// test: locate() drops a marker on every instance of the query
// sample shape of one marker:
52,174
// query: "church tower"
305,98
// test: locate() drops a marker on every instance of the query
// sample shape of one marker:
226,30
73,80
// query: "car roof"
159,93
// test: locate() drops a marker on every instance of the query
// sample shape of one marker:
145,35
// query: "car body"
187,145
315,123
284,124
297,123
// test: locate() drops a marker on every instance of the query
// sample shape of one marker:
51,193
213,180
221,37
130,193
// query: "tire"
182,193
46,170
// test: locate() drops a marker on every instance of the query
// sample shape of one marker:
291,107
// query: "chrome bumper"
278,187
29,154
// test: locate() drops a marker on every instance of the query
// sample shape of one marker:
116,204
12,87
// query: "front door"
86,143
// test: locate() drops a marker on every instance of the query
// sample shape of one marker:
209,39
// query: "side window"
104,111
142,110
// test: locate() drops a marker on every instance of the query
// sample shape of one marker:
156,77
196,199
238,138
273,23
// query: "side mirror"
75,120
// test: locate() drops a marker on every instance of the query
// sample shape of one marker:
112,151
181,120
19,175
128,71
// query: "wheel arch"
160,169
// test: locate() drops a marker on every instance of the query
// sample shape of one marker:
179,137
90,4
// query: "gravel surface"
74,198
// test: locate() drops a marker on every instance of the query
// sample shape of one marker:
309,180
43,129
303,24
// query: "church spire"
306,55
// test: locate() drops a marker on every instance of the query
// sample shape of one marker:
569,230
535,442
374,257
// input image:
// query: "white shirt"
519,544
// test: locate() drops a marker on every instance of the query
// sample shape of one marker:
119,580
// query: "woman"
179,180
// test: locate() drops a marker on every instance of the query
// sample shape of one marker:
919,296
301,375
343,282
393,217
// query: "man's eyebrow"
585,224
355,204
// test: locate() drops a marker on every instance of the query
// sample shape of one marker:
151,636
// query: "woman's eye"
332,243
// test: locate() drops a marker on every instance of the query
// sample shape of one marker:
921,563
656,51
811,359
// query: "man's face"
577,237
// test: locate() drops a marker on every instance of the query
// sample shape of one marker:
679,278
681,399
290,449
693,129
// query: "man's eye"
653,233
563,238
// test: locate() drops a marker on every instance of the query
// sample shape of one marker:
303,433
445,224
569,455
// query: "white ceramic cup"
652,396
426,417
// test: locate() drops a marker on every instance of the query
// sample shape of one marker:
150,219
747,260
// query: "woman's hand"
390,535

[EXERCISE DIRECTIONS] Your response should consist of the whole listing, repeated exactly.

[SOLVED EXERCISE]
// test: locate() drops a marker on every instance of the query
// sample shape of one marker:
52,174
// query: "church tower"
305,98
// test: locate() drops a marker on every instance of the query
// sample shape of one marker:
226,30
73,80
// query: "car roof"
159,93
// test: locate() drops a marker on every instance of the query
// sample shape of one marker:
145,35
// query: "car body"
187,145
315,123
284,124
297,123
// test: locate() drops a marker on every instance of the query
// sample shape of one marker:
51,193
213,180
221,37
130,193
// query: "tire"
182,193
46,170
// test: locate() drops a marker on every instance of the query
// sample shape of one marker:
291,107
// query: "chrome bumper"
278,187
29,154
// test: locate() drops a marker on every instance of the query
// sample shape of one marker:
116,204
12,87
// query: "front door"
86,143
// test: locate() drops a marker on every instance of the query
// sample shape of one marker:
209,39
// query: "side window"
104,111
142,110
// test: locate() drops a marker on every instance of the query
// sample shape of one marker:
156,77
196,199
238,138
273,23
// query: "side mirror"
75,120
// test: locate() drops a marker on every instance of the query
// sample shape of one marker:
112,151
181,120
19,175
128,71
// query: "wheel arch"
160,169
// test: locate() drops a marker on every instance of the query
// sample shape of one marker:
179,137
90,4
// query: "gravel surface"
74,198
// test: locate() drops a marker on every instance of the query
// sample shape of one marker:
309,180
43,129
303,24
// query: "church spire"
306,55
// test: locate() drops a marker on every instance of the query
// sample shape of one marker:
569,230
535,442
374,257
// input image:
// query: "white shirt"
519,544
// test: locate() drops a marker on every instance of the query
// sample shape of one marker:
119,580
// query: "woman"
179,180
// test: locate() drops a marker on every instance of the query
// sample shape of one marker:
919,296
301,375
343,282
393,217
// query: "man's eyebrow"
585,224
355,204
// test: locate() drops a marker on every instance of the query
// sample shape of one marker:
151,636
// query: "woman's eye"
332,243
// test: locate() drops a marker on every instance of the query
// sample shape of one marker:
921,563
656,51
811,359
// query: "man's face"
577,237
// test: locate() drops a marker on every instance of the query
// sample shape of one marker:
679,278
681,399
290,449
693,129
// query: "man's eye"
653,233
563,238
// test: locate() drops a marker on every instance of the query
// sample shape of one marker:
303,433
445,224
569,455
// query: "white ceramic cup"
652,396
426,417
// test: locate() drops a marker on every instance of the query
// sample shape of one marker:
150,219
747,260
// query: "woman's hand"
390,535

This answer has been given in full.